● **Document text**:

☆ ☆ ☆

Interestingly, the main message from the Fed’s Beige book would
seem in accordance with this expectation. The Beige Book says
that outside of housing, which we all know is a disaster right
now; the overall economy has continued to expand. It’s that
last part that was a bit upsetting for the market. The market
really wants a rate cut, but if the economy remains strong then
the Fed is less likely to need to cut rates. Thus, the beige
book reduced market confidence for a rate cut and it corrected.
Provided the expected rate cut is going to happen, then the
current pullback should prove temporary.
Now, it wasn’t the morning data that hurt the
market. The futures were trading lower (below the cash SPX
close) shortly after Tuesday’s close and then got creamed
overnight. The 10:00 AM pending home sales figures did knock
the market lower, but the slide lower stalled about two hours
later. The good news is that while the news was bad, it did not
have a terminal impact on the market. From a “reaction to the
news” stand point, seeing the market refuse to go down in the
face of bad and or disappointing news is constructively
bullish.
Despite Wednesday’s setback, which pulled back
a bit more than we ideally wanted to see, the 13,700 target
remains valid.
Sometimes it isn’t how far a market pulls back as much as it is
what it does once it hits the bottom of the pullback. Last
night I said below 13,300 is bad for the bulls. That doesn’t
really change and the Dow did fall down to about 13,250.
However, once it hit the support line, call it 13,250 to
13,300, it stopped cold in its tracks, twice. The Dow broke the
near-term uptrend line while the S&P held its similar line.
We were alert for a pullback and that’s what
we got. Without the near 100 point gap lower on the open, the
action would likely be well within reasonable expectations. The
fact the Dow held on after the opening drop is constructive.
Seeing the Dow slide below 13,200 will play into the bears
hands.
Thursday we get a little more data, but now
everyone should be ready for the payroll numbers on Friday
before the open.
Here’re the Details:
The Dow was down 200 at its low of 13,248 and
it closed at 13,305 down 143. That is a respectable 57 points
off the low of the day.
Interestingly, the three big down movers, MMM, CAT, and AXP
accounted for only 32 Dow points. But, 27 of the 30 were down.
Wednesday a lot of stocks were down, but most were down a small
amount.
The HUI, AMEX Gold Bugs Index: Follow
up comment to Tuesday’s HUI forecast. The 525 target for the
HUI is a long-term target for the next 12 to 18 months. And,
while expected to be reached, the HUI must first breakout above
the 350-370 area, the top of its current consolidation range.

☆ ☆ ☆

(Collection entries)
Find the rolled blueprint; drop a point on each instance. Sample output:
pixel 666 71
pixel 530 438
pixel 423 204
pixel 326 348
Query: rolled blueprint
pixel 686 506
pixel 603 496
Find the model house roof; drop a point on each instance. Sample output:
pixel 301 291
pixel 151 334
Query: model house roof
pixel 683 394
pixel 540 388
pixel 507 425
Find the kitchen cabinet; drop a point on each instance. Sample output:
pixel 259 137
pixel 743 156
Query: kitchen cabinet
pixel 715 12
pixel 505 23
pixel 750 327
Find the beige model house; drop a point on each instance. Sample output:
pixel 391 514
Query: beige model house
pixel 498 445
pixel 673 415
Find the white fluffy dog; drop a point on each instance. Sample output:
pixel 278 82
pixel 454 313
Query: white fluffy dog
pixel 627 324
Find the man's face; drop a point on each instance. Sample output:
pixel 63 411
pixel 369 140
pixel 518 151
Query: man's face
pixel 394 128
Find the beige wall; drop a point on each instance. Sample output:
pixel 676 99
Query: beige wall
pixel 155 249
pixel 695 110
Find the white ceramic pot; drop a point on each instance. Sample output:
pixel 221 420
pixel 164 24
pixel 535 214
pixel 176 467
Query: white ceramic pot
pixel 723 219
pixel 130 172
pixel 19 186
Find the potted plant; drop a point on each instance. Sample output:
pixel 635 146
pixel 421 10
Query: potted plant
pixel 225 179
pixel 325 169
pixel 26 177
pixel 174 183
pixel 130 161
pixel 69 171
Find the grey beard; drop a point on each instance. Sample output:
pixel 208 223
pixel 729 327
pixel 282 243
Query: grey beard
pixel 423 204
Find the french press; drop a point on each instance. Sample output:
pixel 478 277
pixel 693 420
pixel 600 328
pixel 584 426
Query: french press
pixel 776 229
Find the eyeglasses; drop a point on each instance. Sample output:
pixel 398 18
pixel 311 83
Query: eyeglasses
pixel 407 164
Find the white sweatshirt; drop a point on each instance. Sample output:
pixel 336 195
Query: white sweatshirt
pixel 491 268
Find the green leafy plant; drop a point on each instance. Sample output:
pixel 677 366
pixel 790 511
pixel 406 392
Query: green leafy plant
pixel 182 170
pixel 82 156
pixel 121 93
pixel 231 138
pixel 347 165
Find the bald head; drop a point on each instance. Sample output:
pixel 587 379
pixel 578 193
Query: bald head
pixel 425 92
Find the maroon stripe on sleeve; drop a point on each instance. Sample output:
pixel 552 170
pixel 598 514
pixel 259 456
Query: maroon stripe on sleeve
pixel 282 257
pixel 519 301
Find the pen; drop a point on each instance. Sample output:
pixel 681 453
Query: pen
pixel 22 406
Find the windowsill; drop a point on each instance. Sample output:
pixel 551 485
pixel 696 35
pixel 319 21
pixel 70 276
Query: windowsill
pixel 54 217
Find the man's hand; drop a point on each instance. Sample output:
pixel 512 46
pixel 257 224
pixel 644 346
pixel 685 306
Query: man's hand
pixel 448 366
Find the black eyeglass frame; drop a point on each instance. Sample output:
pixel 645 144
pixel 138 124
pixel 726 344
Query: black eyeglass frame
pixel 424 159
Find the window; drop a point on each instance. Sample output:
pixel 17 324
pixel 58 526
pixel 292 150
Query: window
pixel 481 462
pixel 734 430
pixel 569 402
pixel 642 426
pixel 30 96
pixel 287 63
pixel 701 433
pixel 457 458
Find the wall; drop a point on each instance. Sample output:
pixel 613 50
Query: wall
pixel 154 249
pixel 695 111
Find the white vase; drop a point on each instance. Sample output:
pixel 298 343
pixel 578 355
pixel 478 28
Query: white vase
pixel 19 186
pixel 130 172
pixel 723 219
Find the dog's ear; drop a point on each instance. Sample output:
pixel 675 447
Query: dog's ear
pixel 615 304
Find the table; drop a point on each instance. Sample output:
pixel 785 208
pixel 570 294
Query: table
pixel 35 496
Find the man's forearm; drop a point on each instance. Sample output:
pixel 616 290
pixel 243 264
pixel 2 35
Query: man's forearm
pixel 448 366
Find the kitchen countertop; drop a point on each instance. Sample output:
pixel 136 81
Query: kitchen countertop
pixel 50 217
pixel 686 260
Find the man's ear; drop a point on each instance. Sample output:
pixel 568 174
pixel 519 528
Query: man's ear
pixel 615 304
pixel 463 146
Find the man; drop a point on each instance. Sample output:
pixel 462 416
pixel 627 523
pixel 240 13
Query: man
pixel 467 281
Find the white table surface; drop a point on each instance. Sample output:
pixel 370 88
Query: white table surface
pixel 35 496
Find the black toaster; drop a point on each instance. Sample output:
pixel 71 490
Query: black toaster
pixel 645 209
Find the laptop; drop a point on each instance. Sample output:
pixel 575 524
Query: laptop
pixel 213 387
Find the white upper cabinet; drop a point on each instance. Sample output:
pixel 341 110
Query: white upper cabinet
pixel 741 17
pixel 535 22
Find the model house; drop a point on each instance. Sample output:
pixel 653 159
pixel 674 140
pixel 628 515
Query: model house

☆ ☆ ☆

● **Required tasks**:
a) In the market commentary, switch "payroll numbers" to "jobs report" and write out the passage starting at "Seeing the Dow" and ending at "of the day.".
b) Please print the records word for word, starting at the line that contains "Find the white upper" and ending at the last line of the records.

● **Solutions for each task**:
a)
Seeing the Dow slide below 13,200 will play into the bears
hands.
Thursday we get a little more data, but now
everyone should be ready for the jobs report on Friday
before the open.
Here’re the Details:
The Dow was down 200 at its low of 13,248 and
it closed at 13,305 down 143. That is a respectable 57 points
off the low of the day.

b)
Find the white upper cabinet; drop a point on each instance. Sample output:
pixel 341 110
Query: white upper cabinet
pixel 741 17
pixel 535 22
Find the model house; drop a point on each instance. Sample output:
pixel 653 159
pixel 674 140
pixel 628 515
Query: model house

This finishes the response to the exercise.